#### ACTIVITY:
Set out exactly, and with nothing added, the line containing "out the stone" and every line after it through the final line of the data.

= = = = = = =

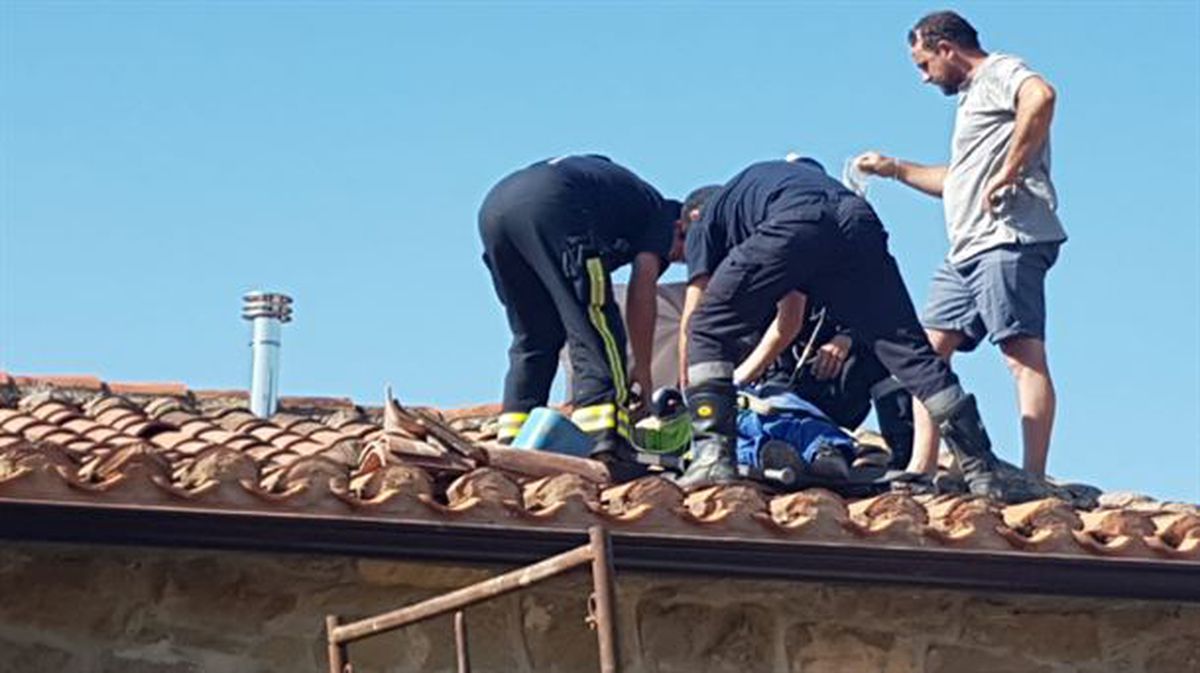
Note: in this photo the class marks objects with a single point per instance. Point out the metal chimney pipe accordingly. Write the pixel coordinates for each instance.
(267, 312)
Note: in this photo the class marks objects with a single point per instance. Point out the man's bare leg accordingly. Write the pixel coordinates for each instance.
(927, 438)
(1026, 358)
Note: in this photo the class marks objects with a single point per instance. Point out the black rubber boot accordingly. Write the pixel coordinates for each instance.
(964, 433)
(894, 413)
(714, 422)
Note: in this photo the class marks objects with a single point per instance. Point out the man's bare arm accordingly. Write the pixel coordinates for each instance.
(690, 301)
(1035, 110)
(641, 312)
(928, 179)
(781, 332)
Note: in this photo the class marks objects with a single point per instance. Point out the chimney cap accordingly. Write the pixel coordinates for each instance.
(267, 305)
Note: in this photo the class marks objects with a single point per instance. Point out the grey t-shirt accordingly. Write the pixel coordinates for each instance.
(983, 131)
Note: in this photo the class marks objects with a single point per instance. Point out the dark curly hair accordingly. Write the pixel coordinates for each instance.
(943, 25)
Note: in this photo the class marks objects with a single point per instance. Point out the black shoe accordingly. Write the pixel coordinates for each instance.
(967, 439)
(714, 415)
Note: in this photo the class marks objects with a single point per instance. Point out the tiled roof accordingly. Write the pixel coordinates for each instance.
(81, 440)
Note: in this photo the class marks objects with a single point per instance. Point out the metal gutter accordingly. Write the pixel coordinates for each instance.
(725, 557)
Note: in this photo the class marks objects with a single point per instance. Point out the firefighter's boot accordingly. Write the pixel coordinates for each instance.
(714, 419)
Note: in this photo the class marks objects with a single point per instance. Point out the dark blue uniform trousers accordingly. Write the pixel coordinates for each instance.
(546, 265)
(834, 250)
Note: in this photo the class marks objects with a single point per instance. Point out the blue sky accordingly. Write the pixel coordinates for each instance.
(160, 158)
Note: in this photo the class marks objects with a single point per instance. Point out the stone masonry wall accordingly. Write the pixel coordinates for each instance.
(89, 610)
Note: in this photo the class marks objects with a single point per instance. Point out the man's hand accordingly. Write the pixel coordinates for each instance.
(876, 164)
(747, 373)
(829, 358)
(999, 187)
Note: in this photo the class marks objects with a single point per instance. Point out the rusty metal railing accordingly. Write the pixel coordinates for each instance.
(601, 606)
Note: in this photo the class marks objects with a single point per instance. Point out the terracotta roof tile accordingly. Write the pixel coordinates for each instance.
(75, 438)
(149, 389)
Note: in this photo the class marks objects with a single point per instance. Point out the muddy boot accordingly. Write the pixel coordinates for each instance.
(714, 418)
(965, 436)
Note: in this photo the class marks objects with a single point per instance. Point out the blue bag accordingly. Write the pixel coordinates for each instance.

= = = = = = =

#### PROBLEM SOLUTION:
Note: in this photo the class marks objects with a single point per instance. Point out the stone masonry wall accordingly. Write the pixel coordinates for each instance.
(89, 610)
Note: in this photo the class marks objects with a single point per instance. Point out the man's hand accordingly. Write the pixel coordinates for each instance.
(876, 164)
(747, 373)
(829, 358)
(999, 187)
Note: in this photo the class marks objects with a single point per instance. Point out the rusty metal railing accordingly. Write the pixel coordinates for each instance.
(601, 606)
Note: in this photo the class marks objects with a single point per instance. Point out the terracotta roof tile accordingly. Write the pixel coordinates for each instance.
(75, 438)
(149, 389)
Note: in this photo the class marks objects with a single point per instance. Point out the muddy boot accordingly. Write the pixel coordinates for each instance.
(714, 418)
(965, 436)
Note: in this photo the class marks objects with a single point per instance. Point out the blue bag accordingly. Write the pixel coordinates for each instance.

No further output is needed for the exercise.